### Text excerpt
※ ※ ※

This is all fun and games but we have to automate this process. We could do this by using a for loop but this is not Python, I do not like for loops and the purrr package is (one of) my favorite packages in R. If we feed it a function, we can make it iterate over a list of URLs and apply the function to each element of the list. This is done with the map() function. We can also use map_df() which will return a data frame. However, since I work with tibbles we will write our function in a way that will return a tibble instead.

library(purrr)

scraping_spd_urls <- function(url) {
  url |> 
    read_html() |> 
    html_nodes("a") |>
    html_attr("href") |>
    tibble(url = _) |>
    filter(str_detect(url, "/service/pressemitteilungen/detail/news/")) |>
    mutate(date = str_sub(url, start = -10),
           url = str_c("https://www.spd.de", url))

※ ※ ※

### Data supplied
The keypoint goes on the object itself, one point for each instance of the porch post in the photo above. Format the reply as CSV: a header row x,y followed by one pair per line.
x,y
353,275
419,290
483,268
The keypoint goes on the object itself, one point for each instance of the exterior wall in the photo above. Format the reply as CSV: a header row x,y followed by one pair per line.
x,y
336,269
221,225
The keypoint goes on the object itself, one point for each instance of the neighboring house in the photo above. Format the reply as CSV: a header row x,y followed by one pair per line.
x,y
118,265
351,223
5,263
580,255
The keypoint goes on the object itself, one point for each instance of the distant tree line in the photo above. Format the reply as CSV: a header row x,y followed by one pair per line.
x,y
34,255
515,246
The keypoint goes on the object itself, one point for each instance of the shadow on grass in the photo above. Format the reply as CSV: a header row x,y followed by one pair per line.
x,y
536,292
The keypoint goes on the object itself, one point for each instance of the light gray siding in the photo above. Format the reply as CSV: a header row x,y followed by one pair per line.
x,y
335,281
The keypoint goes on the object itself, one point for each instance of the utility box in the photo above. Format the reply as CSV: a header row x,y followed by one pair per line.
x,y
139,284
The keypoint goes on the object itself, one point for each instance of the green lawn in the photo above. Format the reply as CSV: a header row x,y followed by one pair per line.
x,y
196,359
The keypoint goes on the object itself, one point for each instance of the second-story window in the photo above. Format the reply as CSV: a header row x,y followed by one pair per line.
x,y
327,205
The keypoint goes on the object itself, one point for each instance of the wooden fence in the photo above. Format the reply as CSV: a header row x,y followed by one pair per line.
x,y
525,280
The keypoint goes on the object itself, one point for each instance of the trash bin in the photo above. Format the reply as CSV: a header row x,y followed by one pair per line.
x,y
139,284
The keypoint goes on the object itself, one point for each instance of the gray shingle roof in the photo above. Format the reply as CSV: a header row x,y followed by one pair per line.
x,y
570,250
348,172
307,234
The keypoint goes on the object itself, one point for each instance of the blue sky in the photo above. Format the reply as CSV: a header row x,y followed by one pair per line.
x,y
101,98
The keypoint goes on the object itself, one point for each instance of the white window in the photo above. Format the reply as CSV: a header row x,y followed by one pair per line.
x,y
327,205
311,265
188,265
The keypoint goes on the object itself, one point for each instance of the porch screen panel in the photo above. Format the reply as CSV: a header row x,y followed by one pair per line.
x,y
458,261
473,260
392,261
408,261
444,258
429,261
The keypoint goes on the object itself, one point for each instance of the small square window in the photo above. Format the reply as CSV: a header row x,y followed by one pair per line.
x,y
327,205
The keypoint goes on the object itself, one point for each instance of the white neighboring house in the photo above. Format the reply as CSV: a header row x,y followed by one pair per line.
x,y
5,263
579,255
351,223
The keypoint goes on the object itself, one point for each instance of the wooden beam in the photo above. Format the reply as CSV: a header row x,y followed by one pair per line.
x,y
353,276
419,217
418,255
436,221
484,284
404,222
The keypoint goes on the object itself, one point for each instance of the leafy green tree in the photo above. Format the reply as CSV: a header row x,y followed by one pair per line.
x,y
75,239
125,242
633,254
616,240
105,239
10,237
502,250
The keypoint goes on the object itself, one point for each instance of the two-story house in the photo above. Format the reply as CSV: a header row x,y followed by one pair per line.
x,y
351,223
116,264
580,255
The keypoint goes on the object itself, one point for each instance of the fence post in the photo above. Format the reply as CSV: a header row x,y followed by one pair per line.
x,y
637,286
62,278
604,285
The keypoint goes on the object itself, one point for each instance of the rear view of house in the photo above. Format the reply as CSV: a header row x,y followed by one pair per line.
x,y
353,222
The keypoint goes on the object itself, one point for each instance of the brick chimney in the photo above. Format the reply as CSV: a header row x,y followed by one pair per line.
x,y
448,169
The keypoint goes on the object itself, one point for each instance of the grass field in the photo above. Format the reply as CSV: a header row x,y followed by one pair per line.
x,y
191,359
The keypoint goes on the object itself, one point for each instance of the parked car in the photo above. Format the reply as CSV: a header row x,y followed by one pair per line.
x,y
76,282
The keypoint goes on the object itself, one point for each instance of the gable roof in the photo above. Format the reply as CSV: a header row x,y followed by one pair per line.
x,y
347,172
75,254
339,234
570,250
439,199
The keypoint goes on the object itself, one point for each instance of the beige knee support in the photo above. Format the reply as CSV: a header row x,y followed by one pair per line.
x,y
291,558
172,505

※ ※ ※

### Brief
Rewrite the stretch of the R web-scraping text from "This is all" through "a tibble instead.", putting "JavaScript" wherever "Python" appears.

### Response
This is all fun and games but we have to automate this process. We could do this by using a for loop but this is not JavaScript, I do not like for loops and the purrr package is (one of) my favorite packages in R. If we feed it a function, we can make it iterate over a list of URLs and apply the function to each element of the list. This is done with the map() function. We can also use map_df() which will return a data frame. However, since I work with tibbles we will write our function in a way that will return a tibble instead.